··· PENGGALAN TEKS ···

Honorer K2 Galau
Dalam waktu dekat ini pemerintah akan segera menerbitkan PermenPAN-RB yang menjadi dasar hukum pengisian formasi Calon Pegawai Negeri Sipil (CPNS) 2018 yang kosong. Rencananya ada dua opsi yang akan dipilih yaitu, penurunan passing grade seleksi kompetensi dasar atau perangkingan.
Kemungkinan besar, pemerintah memilih sistem perangkingan.
Namun yang mejadi tanda tanya di kalangan masyarakat adalah, apakah kebijakan itu berlaku juga untuk honorer K2 (kategori dua) usia maksimal 35 tahun yang ikut tes? Karena dalam rekrutmen CPNS 2018, pemerintah membuka jalur umum dan khusus, termasuk honorer K2.
Kepala BKN, Bima Haria Wibisana, yang dimintai komentarnya enggan membocorkan informasi terkait hal itu. Alasannya masih harus dilaporkan kepada Presiden Joko Widodo (Jokowi).
“Tunggu saja, saya belum berani bilang. Masih harus lapor presiden dulu. Nanti beliau yang putuskan apakah kebijakannya untuk pelamar umum saja atau juga dengan eks honorer K2,” kata Bima, Rabu (14/11).
Komentar berbeda disampaikan Ketua Komite I DPD RI, Benny Rhamdhani. Dia mengatakan, kebijakan khusus ini hanya untuk pelamar umum. Informasi itu diungkapkan Benny usai audiensi dengan MenPAN-RB Syafruddin pada Selasa (13/11).
PermenPAN-RB yang baru diperuntukkan bagi pelamar umum. Sedangkan honorer K2 menggunakan mekanisme lain.

··· DATA TERKUMPUL ···

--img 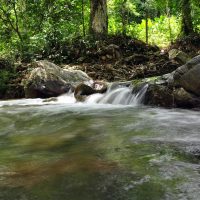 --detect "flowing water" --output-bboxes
[0,88,200,200]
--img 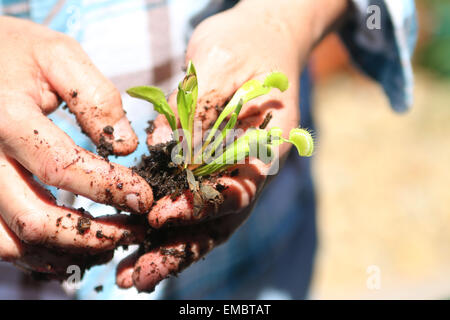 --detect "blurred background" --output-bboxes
[311,0,450,299]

···

▸ TUGAS DAN LATIHAN
a) Dalam teks tentang honorer K2, sistem apa yang kemungkinan besar dipilih pemerintah untuk mengisi formasi CPNS 2018 yang kosong?
b) Lanjutkan teks tentang honorer K2 mulai setelah kalimat terakhirnya.

▸ JAWABAN TIAP TUGAS
a) Sistem perangkingan.

b)
“PermenPAN-RB ini cuma untuk pelamar umum. Tidak ada untuk honorer K2. Masalah honorer K2 sudah selesai. Pemerintah sudah menyiapkan mekanisme lain lewat RPP Manajemen Pegawai Pemerintah dengan Perjanjian Kerja,” tandasnya.
Menanggapi kemungkinan itu, Ketua Komisi X DPR Djoko Udjianto mengatakan, dirinya setuju bila pemerintah memberikan formasi CPNS 2018 yang kosong kepada para honorer K2. Terutama para guru.
Hal itu mengingat banyaknya formasI CPNS 2018 yang kosong karena mayoritas peserta tes tidak mampu memenuhi passing grade SKD (seleksi kompetensi dasar) yang telah ditetapkan. Terutama di daerah. “Kami sangat mendukung (diisi honorer K2),” kata Djoko.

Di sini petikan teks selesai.